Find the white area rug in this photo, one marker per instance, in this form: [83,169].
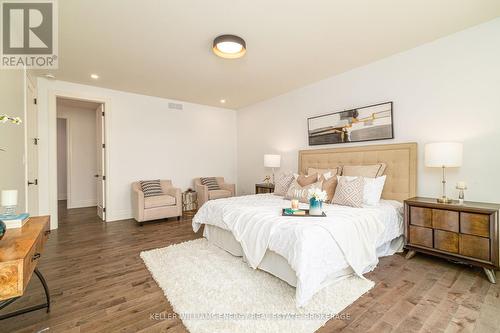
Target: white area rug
[213,291]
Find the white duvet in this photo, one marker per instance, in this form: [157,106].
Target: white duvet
[315,247]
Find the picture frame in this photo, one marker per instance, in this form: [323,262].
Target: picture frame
[367,123]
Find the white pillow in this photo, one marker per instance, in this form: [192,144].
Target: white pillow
[372,189]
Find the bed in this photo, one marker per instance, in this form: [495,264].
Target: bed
[311,253]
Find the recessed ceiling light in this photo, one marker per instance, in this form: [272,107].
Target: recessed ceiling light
[229,46]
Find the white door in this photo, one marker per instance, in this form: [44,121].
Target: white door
[101,164]
[32,149]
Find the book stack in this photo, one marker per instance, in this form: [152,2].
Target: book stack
[299,212]
[14,221]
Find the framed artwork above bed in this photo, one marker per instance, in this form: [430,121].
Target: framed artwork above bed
[368,123]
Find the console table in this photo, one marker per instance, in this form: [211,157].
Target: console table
[20,251]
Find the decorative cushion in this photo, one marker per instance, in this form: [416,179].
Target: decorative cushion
[370,171]
[151,188]
[334,171]
[300,192]
[282,183]
[217,194]
[349,192]
[329,186]
[210,182]
[304,180]
[372,189]
[159,201]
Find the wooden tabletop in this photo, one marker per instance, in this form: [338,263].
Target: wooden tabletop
[16,242]
[471,205]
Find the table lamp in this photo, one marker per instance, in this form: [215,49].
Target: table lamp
[9,202]
[272,161]
[443,155]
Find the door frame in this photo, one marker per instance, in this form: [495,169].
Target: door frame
[52,108]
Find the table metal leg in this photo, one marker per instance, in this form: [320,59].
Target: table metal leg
[31,308]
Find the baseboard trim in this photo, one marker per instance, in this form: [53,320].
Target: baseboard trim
[82,203]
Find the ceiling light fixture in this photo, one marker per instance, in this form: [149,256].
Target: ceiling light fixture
[229,46]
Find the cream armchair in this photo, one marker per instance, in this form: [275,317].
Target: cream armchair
[157,207]
[226,191]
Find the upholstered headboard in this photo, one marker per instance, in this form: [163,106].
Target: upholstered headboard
[401,160]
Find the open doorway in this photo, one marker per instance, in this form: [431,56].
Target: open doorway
[80,156]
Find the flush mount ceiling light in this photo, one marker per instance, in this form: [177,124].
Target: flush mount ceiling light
[229,46]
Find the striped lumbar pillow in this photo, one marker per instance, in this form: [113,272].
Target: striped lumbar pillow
[210,182]
[151,188]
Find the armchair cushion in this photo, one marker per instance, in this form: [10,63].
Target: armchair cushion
[151,187]
[159,201]
[210,182]
[217,194]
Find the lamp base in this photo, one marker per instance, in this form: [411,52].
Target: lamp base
[444,200]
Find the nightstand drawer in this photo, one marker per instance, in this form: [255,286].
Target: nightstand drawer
[421,236]
[475,247]
[475,224]
[421,216]
[445,220]
[446,241]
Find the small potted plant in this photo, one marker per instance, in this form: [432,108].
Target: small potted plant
[316,197]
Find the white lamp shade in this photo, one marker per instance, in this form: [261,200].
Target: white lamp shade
[272,161]
[9,198]
[443,154]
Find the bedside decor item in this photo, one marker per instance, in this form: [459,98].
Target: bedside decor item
[264,188]
[272,161]
[367,123]
[282,183]
[9,202]
[461,187]
[316,198]
[443,155]
[467,233]
[3,228]
[189,200]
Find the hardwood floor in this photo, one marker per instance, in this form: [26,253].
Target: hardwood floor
[99,283]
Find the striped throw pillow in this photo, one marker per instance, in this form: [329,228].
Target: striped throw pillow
[210,182]
[151,188]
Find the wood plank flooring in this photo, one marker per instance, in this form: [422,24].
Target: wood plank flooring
[99,283]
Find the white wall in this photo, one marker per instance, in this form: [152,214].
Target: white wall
[12,174]
[445,90]
[82,162]
[62,184]
[146,140]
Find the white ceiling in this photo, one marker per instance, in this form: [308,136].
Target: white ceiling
[163,48]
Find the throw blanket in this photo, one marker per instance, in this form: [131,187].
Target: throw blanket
[253,220]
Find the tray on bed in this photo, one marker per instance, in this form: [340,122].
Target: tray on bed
[283,213]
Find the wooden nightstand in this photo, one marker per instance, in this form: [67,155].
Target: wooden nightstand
[466,233]
[264,188]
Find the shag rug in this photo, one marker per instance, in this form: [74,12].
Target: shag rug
[213,291]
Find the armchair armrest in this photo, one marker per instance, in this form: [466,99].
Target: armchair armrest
[138,205]
[175,192]
[229,187]
[201,193]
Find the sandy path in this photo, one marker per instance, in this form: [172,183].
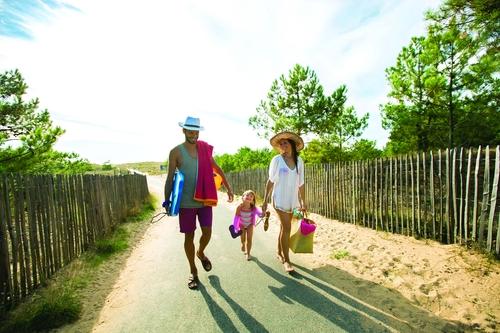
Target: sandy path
[390,272]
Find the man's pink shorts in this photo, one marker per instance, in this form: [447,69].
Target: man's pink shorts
[187,218]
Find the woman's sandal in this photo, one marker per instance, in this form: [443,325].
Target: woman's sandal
[205,262]
[288,267]
[280,258]
[193,282]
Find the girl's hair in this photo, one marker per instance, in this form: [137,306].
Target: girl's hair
[253,204]
[295,153]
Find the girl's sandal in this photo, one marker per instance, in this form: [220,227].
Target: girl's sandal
[280,258]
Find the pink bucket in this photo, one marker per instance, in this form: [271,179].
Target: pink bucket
[307,226]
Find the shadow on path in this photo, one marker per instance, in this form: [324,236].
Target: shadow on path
[341,315]
[387,305]
[250,323]
[219,315]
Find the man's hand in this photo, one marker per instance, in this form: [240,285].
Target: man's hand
[165,205]
[264,207]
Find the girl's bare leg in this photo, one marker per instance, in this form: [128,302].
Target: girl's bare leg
[249,241]
[243,239]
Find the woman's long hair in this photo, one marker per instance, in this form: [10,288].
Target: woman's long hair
[295,154]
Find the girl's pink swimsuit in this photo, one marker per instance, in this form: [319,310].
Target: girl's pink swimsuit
[238,221]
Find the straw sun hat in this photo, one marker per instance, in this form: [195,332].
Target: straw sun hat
[275,140]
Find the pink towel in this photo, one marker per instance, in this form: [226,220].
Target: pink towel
[205,184]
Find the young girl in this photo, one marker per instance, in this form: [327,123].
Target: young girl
[244,220]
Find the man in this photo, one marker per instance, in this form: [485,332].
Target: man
[194,159]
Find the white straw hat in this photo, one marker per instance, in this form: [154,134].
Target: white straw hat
[275,140]
[192,124]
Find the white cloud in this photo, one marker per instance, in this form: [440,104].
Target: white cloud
[120,75]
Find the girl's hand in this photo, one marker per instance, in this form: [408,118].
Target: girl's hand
[303,208]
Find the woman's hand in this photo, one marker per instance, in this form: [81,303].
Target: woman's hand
[230,196]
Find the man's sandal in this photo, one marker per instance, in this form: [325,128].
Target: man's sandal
[193,282]
[266,221]
[205,262]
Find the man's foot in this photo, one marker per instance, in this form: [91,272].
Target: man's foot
[266,221]
[207,265]
[288,267]
[193,282]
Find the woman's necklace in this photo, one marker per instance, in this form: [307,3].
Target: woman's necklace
[289,161]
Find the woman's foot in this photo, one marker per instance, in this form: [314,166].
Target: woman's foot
[288,267]
[193,281]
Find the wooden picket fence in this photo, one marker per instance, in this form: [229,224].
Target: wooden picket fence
[449,196]
[48,220]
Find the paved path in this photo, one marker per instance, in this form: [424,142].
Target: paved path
[151,294]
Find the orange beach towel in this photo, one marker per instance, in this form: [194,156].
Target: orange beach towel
[205,185]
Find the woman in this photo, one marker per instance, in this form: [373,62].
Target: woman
[286,182]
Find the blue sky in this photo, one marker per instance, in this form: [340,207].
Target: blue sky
[118,75]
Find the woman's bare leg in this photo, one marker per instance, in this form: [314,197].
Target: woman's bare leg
[284,246]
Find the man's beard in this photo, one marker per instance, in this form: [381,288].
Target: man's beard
[191,140]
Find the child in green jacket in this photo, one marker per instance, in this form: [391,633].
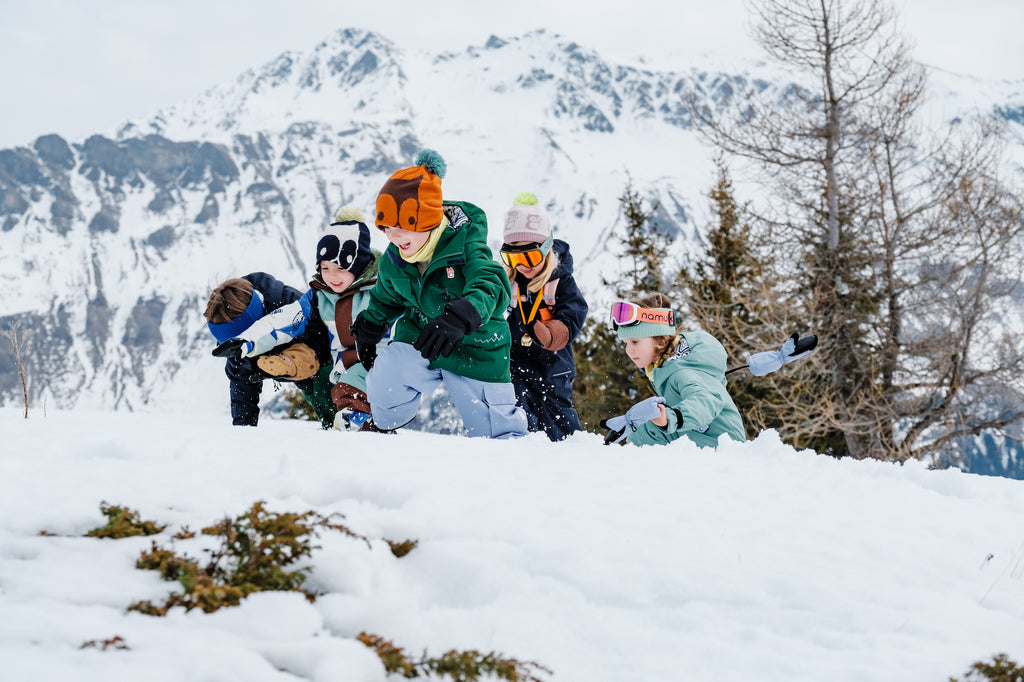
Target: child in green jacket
[687,371]
[439,280]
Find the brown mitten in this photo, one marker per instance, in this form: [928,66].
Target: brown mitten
[552,335]
[349,397]
[296,363]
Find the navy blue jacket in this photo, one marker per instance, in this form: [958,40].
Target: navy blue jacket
[246,379]
[543,379]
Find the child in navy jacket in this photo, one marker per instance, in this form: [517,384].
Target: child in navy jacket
[232,307]
[546,314]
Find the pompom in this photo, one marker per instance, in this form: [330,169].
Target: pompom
[526,199]
[432,161]
[349,213]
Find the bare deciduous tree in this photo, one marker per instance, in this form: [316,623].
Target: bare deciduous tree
[902,248]
[18,343]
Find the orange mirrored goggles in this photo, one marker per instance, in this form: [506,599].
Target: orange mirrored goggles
[625,313]
[529,255]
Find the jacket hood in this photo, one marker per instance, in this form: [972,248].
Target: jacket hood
[564,259]
[697,350]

● ● ● ● ● ● ●

◆ PROBLEM DESCRIPTION
Take the stretch of lines above from the one containing "Target: table lamp" through the one containing "Find the cream" and repeat it exactly, adding no other line.

◆ SOLUTION BELOW
Target: table lamp
[9,202]
[272,161]
[443,155]
Find the door frame in this photo, one marker per instance, in this form: [495,169].
Target: door frame
[52,108]
Find the table metal leg in this photo, one marker per instance, in this form: [320,59].
Target: table metal leg
[31,308]
Find the baseboard trim in this photo, one marker per instance, in this form: [53,320].
Target: baseboard trim
[82,203]
Find the ceiling light fixture in this photo, one marker per instance, in this form: [149,256].
Target: ceiling light fixture
[229,46]
Find the cream armchair in this photo, one marker per instance, in this form: [275,317].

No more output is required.